* Stated exercise A
In the records below, substitute "object_label" for "target_element" and leave everything else unchanged. Begin at the start of the records and stop after the line that contains "[38,88,427,475]".

* Source text
↓↓↓
The exhibition’s contemporary component addresses the ways in which this once-isolated culture has responded to the encroachments of modern life. One video piece, for example, documents a desert wedding attended by nobles on white camels while other guests arrive in trucks. The wedding band does not rely on traditional goatskin drums. Instead they dress in Western clothes and play rock music on electric guitars, although they still belt out lyrics in the Tamasheq language.

“What’s happening with the Tuareg is happening all over the world,” Seligman says. “The region is experiencing environmental degradation and huge stress from a variety of geopolitical and global forces -- cash economy, roads coming in -- there’s this kind of blending of other cultures.”

“Art of Being Tuareg” demonstrates one connection, seen as largely positive, made between ancient tradition and the global economy with a display of Tuareg-produced bracelets, earrings, necklaces and other luxury items marketed to trendconscious consumers.
↑↑↑
* Stated exercise B
Write out the passage of the exhibition text above, beginning at the words "The exhibition’s contemporary" and stopping after "the Tamasheq language.".

* Records for the task
↓↓↓
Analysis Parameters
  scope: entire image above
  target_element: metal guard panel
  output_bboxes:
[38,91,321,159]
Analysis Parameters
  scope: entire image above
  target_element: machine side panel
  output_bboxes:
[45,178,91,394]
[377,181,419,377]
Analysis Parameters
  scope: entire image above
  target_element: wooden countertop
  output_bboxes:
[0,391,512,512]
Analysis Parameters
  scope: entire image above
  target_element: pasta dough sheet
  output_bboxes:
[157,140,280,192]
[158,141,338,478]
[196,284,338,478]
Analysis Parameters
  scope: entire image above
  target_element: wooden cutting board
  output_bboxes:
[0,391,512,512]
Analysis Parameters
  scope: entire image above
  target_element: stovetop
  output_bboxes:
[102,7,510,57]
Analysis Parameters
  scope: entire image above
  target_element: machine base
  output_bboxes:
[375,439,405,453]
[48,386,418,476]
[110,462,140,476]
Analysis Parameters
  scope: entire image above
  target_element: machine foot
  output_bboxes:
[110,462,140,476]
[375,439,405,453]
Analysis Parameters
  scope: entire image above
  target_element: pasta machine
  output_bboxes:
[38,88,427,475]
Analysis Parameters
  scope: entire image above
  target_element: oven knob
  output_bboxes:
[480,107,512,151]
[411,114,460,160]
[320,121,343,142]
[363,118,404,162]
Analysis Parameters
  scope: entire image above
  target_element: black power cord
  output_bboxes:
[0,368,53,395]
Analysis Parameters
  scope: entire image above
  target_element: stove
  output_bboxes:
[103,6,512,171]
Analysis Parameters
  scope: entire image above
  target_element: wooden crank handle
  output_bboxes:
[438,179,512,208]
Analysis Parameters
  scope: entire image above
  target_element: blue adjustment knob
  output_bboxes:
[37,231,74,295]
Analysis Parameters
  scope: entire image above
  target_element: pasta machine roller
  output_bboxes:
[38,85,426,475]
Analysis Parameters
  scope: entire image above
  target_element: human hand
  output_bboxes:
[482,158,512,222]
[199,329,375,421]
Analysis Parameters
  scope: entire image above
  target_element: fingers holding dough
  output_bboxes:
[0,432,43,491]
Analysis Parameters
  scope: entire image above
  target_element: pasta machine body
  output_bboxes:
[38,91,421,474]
↑↑↑
* Written reply A
Analysis Parameters
  scope: entire image above
  object_label: metal guard panel
  output_bboxes:
[38,91,321,159]
Analysis Parameters
  scope: entire image above
  object_label: machine side panel
  output_bboxes:
[45,178,91,394]
[377,181,419,377]
Analysis Parameters
  scope: entire image above
  object_label: wooden countertop
  output_bboxes:
[0,391,512,512]
Analysis Parameters
  scope: entire image above
  object_label: pasta dough sheet
  output_bboxes:
[157,140,280,192]
[158,141,338,478]
[196,284,338,478]
Analysis Parameters
  scope: entire image above
  object_label: wooden cutting board
  output_bboxes:
[0,391,512,512]
Analysis Parameters
  scope: entire image above
  object_label: stovetop
  output_bboxes:
[102,7,510,57]
Analysis Parameters
  scope: entire image above
  object_label: machine base
  output_bboxes:
[375,439,405,453]
[48,386,418,476]
[110,462,140,476]
Analysis Parameters
  scope: entire image above
  object_label: machine foot
  output_bboxes:
[110,462,140,476]
[375,439,405,453]
Analysis Parameters
  scope: entire image above
  object_label: pasta machine
  output_bboxes:
[38,88,427,475]

* Written reply B
The exhibition’s contemporary component addresses the ways in which this once-isolated culture has responded to the encroachments of modern life. One video piece, for example, documents a desert wedding attended by nobles on white camels while other guests arrive in trucks. The wedding band does not rely on traditional goatskin drums. Instead they dress in Western clothes and play rock music on electric guitars, although they still belt out lyrics in the Tamasheq language.